[Opening Text excerpt section]

THG’s first-half results on Thursday were in line with its guidance as the company returned to revenue growth in Q2 and saw a positive start to the second half. Not that the figures for the first six months of the year looked particularly impressive, but the company seems to be upbeat as business is moving in the right direction.

THG

It said that “trading momentum from Q2 into Q3 continues to build positively, with the strategic model changes implemented across both THG Beauty and THG Nutrition throughout 2024 now bearing results. This momentum underpins confidence in full year and medium-term outlook”.

And it added that the successful THG Ingenuity demerger at the start of H1 alongside the Q3 disposal of Claremont Ingredients for £103 million, puts it on an “accelerated path towards a net cash position, with the H1 2025 refinancing securing long-term committed facilities”.

So let’s look at the H1 numbers and the H2 outlook with a particular focus on its Beauty ops.

THG revenue was £783.4 million, which was down 2.6% on a constant currency basis. The gross margin dipped to 41.1% from 42.6%, reflecting price impacts in its Nutrition business but is expected to return to growth for the second half. 

Adjusted EBITDA fell to £24 million from £37.1 million a year ago in line with the trading update it issued last month. The result was weighted towards Q2 with Q3 expected to be “meaningfully higher”. That comes as the company said it’s seeing its strongest trading performance of the year so far in the third quarter.

Revenue at THG Beauty dropped 5.9% in the first half on a constant currency basis and was down 12.4% on a reported basis at £479.9 million.

THG Beauty’s gross profit fell 14.8% to £190.4 million in the first half and adjusted EBITDA for the division was down 29.4% at £20.2 million, primarily reflecting the revenue and gross profit result. But this was partially offset by distribution cost efficiencies from increased UK participation. Lifecycle investment and B2B order phasing (across own-brands and manufacturing) also contributed to the change.

For H2, THG Beauty is expected to deliver revenue growth of 1%-3%.

Digging into the details of the Beauty performance, THG said that it saw “resilient retail trading with Q2 2025 UK growth at its highest rate since Q1 2024, supporting market share gains”.

[Closing Text excerpt section]

- **Work instruction A**
In the THG results article, how much did the company receive for the Q3 disposal of Claremont Ingredients?
- **Work instruction B**
List each first-half financial figure the THG results article reports for THG Beauty, with the change given for it.
- **Work instruction C**
Carry the THG results article forward from its final sentence.

[Opening Available data section]

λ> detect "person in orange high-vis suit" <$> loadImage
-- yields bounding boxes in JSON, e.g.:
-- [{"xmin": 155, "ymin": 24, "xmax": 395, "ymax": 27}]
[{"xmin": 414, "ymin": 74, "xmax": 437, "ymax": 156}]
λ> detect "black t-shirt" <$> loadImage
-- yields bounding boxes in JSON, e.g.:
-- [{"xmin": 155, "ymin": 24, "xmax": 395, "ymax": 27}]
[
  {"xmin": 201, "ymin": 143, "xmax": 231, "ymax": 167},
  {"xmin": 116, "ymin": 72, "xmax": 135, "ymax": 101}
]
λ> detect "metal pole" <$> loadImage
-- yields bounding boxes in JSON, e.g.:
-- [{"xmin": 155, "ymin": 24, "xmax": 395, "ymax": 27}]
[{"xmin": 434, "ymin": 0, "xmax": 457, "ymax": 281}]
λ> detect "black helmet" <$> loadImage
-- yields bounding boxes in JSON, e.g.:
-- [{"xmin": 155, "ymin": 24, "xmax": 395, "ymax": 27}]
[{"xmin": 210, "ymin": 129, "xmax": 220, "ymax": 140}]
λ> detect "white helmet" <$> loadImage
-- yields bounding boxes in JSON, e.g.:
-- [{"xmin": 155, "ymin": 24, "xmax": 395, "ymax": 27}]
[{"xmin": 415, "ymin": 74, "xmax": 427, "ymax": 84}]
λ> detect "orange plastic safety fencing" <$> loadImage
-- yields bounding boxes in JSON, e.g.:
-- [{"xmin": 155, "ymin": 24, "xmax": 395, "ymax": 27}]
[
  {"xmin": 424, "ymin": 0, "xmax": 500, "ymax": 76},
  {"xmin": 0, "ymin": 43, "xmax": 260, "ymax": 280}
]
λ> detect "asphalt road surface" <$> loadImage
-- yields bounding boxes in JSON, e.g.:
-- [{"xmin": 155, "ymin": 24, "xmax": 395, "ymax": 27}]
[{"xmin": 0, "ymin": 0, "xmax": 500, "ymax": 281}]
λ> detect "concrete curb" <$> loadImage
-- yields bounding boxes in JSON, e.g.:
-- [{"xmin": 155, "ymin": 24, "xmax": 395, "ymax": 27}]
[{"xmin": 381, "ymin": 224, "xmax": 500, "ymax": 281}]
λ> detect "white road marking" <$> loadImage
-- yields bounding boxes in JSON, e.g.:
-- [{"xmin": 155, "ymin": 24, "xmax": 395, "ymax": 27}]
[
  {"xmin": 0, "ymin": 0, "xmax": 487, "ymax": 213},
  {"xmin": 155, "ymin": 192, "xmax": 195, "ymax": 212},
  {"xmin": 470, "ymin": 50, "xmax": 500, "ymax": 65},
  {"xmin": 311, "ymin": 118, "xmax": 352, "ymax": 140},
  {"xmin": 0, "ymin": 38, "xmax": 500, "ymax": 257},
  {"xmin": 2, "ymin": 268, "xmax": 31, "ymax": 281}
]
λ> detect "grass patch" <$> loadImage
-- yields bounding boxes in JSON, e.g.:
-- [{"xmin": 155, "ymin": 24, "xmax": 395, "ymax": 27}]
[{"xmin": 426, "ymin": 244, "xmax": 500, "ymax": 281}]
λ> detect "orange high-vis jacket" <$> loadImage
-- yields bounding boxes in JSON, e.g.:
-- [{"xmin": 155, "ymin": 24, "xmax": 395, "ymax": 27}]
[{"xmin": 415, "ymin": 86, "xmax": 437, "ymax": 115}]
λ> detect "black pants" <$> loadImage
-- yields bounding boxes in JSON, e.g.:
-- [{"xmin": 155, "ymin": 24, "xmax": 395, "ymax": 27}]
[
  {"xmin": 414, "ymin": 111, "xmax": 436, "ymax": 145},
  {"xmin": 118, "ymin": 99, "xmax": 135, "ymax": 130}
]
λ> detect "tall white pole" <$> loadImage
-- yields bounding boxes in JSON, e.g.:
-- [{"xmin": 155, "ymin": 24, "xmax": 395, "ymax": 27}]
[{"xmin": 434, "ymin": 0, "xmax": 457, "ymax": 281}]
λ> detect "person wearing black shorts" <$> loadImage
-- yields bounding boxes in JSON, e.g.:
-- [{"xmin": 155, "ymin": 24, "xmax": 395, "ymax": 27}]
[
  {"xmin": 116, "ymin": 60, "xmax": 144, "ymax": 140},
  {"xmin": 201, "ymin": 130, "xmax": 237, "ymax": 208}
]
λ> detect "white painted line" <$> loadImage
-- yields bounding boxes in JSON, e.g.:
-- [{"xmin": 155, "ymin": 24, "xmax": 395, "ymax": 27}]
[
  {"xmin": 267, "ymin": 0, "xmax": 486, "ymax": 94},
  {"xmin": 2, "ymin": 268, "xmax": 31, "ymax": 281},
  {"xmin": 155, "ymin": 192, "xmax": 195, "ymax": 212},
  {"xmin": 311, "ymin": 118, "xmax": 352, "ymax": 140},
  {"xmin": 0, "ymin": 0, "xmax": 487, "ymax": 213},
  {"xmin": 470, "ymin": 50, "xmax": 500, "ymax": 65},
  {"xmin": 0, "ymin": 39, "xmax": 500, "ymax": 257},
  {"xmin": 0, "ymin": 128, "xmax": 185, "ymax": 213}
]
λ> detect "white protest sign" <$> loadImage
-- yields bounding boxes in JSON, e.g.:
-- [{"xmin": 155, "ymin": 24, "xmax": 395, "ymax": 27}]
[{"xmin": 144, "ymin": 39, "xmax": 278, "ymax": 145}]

[Closing Available data section]

- **Output A**
£103 million.

- **Output B**
- Revenue: £479.9 million, down 5.9% on a constant currency basis and down 12.4% on a reported basis
- Gross profit: £190.4 million, down 14.8%
- Adjusted EBITDA: £20.2 million, down 29.4%

- **Output C**
The effect of withdrawing from certain sales activity in Europe and Asia, as well as various non-underlying items such as asset disposals including the luxury portfolio, contributed over 900bps of the revenue decline in H1, with these factors mainly annualising in Q3 2025.

But new brand launches drove growth and engagement, with over 70 launched year to date, including Gucci Beauty. Revenue from new brands is expected to be up 50% vs 2024 “with future personalisation developments supporting product discovery including integrating diagnostic technology and tailored product recommendations for specific looks and concerns”.

LookFantastic loyalty members continued to grow in H1, reaching 3.2 million members, “with consumer preference surging by 54% (Q1 to Q2). This reflects the ongoing strategy to develop and deploy learnings from an evolved marketing measurement framework, focused on incremental efforts, demand generation and brand tracking to drive greater brand awareness and a higher quality of recurring customer”.

CEO Matthew Moulding said: “I’m really pleased at how THG has gained momentum throughout the first half and into Q3. A slower start to the year in Beauty, alongside record whey prices in Nutrition, initially held back performance, but we saw clear improvement in Q2, in particular supported by Myprotein offline retail and licensing sales.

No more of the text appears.